設問 -
本文の「データ解析とその結果に対する誤解」から「果を変えることはできません。」までを、一字も変えずに書き写してください。

データ解析とその結果に対する誤解
こうした医学研究と論文に対する誤解に加え、論文において一番軋轢が生まれる原因は、
「データを集めている時点で結論はわからない」
という点ではないかと思います。
つまり、データ提供に同意をいただいたからといって、同意された方の目的に適うような結果が得られるとは限らない、ということです。
たとえば、ある方が福島は安全だ、ということを発信したいと思い、ホールボディーカウンターの結果を提供することに同意したとします。しかし、実際に測定してみたところ、その方の内部被ばく量が高かった、ということもあり得るのです。同意を取った科学者がこの結果を変えることはできません。
科学論文の性質を考えればこれは当たり前のことです。統計のためのデータからは恣意性を可能な限り排除しなくてはいけない以上、データ提供者の恣意もまた排除されなくてはいけないからです。

データ項目:
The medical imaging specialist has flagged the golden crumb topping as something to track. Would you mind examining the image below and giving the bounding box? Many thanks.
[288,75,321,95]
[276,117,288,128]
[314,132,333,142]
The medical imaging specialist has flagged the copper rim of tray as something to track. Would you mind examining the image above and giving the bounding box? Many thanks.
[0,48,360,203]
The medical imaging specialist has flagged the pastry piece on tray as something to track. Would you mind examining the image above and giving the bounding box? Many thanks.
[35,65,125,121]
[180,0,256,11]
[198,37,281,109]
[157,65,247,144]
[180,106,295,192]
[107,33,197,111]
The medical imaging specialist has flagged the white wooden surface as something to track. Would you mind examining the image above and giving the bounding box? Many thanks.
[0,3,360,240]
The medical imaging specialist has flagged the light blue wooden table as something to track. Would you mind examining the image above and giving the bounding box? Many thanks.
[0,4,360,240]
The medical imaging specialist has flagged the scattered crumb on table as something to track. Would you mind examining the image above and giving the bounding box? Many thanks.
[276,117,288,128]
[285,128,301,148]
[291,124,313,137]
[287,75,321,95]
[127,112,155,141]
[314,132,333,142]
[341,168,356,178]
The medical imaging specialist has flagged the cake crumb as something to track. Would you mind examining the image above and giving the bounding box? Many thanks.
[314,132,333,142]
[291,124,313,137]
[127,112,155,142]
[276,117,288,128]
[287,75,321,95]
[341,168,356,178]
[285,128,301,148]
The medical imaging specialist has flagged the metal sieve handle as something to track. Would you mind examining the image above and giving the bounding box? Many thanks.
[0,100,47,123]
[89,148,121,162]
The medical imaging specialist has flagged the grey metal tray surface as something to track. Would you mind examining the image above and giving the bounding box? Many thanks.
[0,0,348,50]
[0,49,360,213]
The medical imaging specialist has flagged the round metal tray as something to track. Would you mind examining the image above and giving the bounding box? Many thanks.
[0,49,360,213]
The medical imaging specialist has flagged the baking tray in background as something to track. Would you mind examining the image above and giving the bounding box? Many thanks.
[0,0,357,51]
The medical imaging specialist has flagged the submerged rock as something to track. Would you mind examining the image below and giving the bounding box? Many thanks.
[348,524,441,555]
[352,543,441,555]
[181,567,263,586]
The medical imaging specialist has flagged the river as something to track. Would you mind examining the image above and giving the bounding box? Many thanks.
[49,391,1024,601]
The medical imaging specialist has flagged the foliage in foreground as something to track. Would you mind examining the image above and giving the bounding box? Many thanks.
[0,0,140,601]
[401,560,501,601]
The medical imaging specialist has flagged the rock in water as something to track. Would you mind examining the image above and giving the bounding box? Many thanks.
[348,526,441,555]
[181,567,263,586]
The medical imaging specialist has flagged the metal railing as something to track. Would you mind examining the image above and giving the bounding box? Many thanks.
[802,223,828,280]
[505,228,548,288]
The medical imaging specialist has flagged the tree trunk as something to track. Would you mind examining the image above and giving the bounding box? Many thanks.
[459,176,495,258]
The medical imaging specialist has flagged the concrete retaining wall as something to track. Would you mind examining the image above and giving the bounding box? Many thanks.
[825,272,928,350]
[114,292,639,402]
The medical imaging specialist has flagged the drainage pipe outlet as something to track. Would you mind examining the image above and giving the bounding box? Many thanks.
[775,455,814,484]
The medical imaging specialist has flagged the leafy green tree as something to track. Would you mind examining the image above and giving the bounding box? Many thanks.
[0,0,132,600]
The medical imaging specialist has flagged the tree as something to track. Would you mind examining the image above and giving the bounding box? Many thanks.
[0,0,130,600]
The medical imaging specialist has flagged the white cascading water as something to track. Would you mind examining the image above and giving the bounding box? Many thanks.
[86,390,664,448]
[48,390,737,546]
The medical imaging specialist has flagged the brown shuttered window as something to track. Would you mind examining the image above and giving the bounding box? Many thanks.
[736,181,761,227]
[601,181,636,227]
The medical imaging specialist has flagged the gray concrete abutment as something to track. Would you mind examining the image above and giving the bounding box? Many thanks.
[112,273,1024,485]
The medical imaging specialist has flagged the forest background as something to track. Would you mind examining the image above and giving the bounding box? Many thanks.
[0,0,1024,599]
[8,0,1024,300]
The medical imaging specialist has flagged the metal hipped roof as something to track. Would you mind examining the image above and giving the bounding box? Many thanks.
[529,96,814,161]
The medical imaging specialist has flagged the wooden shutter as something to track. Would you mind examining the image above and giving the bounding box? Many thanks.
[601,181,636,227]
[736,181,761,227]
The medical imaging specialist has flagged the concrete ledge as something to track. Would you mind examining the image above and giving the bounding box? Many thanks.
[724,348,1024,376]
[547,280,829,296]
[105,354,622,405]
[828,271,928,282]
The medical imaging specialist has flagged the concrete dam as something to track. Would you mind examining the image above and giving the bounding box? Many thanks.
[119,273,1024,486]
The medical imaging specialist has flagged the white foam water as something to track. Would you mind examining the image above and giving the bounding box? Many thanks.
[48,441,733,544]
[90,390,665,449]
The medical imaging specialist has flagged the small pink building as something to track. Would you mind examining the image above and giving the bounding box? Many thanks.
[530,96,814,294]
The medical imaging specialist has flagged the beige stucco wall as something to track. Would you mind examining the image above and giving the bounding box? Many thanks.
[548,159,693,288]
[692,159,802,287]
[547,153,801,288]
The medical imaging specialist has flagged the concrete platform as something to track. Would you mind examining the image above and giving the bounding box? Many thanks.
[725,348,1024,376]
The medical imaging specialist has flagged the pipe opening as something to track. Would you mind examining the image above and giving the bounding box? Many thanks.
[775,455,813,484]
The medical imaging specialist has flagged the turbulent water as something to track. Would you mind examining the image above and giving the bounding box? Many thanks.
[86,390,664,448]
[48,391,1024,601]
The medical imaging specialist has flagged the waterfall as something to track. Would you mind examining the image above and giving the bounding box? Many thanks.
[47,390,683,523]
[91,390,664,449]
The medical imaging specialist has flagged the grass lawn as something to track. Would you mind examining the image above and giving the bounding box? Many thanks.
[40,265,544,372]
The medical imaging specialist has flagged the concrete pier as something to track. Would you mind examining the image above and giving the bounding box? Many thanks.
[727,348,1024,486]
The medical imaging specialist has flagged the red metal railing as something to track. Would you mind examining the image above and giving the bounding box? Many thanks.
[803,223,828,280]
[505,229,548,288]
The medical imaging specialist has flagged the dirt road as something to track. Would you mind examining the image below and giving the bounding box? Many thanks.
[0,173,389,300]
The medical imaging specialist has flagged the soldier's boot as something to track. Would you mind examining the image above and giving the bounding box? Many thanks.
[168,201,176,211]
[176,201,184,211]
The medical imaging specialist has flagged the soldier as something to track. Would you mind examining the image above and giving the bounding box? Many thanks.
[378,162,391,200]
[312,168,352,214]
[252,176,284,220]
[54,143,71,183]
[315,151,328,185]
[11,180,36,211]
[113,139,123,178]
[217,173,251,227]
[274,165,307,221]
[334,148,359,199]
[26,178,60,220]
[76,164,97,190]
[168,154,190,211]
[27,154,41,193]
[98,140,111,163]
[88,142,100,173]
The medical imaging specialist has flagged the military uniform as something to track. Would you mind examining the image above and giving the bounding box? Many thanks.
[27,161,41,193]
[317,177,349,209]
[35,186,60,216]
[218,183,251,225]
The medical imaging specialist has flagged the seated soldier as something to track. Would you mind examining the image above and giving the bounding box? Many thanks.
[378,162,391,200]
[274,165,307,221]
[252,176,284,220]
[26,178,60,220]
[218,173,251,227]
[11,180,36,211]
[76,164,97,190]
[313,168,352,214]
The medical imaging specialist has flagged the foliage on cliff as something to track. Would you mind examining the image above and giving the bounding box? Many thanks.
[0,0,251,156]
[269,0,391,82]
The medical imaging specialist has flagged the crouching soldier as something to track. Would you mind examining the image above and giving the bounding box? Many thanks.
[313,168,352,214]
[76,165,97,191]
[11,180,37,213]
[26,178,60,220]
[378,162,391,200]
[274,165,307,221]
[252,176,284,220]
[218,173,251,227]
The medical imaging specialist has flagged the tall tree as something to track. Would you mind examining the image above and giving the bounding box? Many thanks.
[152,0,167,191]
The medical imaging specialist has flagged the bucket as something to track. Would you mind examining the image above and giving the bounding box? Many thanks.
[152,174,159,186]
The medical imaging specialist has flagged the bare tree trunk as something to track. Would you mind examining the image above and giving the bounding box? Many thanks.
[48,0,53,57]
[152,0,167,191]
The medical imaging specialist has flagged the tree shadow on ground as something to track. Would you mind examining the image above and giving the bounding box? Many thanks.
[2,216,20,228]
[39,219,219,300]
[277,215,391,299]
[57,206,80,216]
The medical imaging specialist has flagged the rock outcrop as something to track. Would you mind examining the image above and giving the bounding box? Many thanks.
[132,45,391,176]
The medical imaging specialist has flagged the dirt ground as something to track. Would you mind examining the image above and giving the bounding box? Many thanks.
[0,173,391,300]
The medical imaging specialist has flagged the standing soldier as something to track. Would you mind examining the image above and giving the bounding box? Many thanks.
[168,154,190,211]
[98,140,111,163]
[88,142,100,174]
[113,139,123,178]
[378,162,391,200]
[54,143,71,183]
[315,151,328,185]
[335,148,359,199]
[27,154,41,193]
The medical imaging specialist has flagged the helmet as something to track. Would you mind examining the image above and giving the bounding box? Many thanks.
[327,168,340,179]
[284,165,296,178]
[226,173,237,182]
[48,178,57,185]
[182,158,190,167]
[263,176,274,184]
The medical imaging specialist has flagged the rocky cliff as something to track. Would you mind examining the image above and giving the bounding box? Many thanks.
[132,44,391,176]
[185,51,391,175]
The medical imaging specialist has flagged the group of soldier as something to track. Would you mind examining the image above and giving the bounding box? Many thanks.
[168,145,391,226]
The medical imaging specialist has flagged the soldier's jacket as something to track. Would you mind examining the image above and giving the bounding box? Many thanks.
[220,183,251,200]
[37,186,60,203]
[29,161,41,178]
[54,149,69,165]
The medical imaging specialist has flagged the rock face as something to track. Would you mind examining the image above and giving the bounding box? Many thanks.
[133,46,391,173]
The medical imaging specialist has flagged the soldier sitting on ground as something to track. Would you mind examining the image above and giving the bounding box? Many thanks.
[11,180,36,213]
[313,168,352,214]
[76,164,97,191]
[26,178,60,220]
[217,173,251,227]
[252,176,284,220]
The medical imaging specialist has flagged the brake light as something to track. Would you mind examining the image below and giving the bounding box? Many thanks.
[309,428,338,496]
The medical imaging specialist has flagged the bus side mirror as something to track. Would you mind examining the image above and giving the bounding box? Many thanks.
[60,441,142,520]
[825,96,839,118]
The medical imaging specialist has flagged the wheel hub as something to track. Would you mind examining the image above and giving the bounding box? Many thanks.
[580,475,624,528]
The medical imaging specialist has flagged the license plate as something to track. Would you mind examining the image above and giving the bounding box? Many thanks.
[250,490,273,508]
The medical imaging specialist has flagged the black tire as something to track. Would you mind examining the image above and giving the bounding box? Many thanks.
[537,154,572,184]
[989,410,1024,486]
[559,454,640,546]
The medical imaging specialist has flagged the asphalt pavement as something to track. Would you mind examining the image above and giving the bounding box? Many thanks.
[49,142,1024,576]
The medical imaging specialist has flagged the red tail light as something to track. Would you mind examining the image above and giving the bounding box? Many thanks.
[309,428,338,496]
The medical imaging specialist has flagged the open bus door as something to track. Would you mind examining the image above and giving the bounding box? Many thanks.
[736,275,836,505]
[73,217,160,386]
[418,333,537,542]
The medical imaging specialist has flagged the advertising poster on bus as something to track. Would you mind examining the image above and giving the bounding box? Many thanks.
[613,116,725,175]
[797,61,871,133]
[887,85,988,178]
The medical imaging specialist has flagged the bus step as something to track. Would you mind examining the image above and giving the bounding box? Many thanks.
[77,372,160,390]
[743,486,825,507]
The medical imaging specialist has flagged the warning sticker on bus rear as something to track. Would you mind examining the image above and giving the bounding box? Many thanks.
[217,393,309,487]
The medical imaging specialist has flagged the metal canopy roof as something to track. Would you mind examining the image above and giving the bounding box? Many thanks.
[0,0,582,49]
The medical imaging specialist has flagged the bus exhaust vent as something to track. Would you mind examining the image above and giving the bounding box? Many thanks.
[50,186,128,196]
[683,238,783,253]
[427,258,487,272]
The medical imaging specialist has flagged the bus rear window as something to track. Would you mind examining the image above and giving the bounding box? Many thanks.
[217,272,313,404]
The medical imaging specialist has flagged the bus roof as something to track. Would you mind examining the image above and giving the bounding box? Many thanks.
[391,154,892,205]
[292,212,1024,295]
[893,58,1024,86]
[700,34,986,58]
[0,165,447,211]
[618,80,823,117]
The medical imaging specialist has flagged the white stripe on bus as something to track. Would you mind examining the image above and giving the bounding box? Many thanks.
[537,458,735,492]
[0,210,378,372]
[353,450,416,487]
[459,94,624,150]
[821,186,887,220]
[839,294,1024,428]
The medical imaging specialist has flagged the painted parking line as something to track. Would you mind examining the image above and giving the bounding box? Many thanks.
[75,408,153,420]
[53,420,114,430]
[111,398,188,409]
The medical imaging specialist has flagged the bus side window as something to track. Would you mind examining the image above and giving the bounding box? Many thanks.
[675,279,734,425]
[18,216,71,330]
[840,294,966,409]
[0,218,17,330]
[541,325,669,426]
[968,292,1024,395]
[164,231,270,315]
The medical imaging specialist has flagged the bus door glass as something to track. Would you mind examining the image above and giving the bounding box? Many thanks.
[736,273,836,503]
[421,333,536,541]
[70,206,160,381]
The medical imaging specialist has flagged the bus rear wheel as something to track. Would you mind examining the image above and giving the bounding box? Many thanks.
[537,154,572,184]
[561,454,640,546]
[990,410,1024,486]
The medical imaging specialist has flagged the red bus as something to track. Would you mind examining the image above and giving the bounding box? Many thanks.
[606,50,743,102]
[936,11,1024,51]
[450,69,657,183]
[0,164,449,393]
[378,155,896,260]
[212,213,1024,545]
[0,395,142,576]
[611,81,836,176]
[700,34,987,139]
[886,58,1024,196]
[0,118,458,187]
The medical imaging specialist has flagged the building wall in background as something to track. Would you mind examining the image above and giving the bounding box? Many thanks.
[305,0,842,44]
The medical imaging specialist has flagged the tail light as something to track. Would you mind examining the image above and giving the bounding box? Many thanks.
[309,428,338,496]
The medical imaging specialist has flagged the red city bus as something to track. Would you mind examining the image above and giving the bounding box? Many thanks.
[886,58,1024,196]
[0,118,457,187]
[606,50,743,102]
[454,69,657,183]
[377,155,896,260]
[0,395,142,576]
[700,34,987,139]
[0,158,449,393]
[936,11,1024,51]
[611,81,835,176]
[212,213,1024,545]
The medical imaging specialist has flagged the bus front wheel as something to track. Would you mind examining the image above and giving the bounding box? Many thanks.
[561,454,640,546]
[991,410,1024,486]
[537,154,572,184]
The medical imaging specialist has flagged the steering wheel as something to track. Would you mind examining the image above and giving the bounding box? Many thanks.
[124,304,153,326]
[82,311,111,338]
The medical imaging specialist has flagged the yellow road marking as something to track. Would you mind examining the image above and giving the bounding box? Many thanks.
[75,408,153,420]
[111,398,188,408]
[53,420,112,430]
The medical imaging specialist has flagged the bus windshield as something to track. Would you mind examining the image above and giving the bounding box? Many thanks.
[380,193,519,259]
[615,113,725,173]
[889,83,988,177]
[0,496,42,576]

解答 -
データ解析とその結果に対する誤解
こうした医学研究と論文に対する誤解に加え、論文において一番軋轢が生まれる原因は、
「データを集めている時点で結論はわからない」
という点ではないかと思います。
つまり、データ提供に同意をいただいたからといって、同意された方の目的に適うような結果が得られるとは限らない、ということです。
たとえば、ある方が福島は安全だ、ということを発信したいと思い、ホールボディーカウンターの結果を提供することに同意したとします。しかし、実際に測定してみたところ、その方の内部被ばく量が高かった、ということもあり得るのです。同意を取った科学者がこの結果を変えることはできません。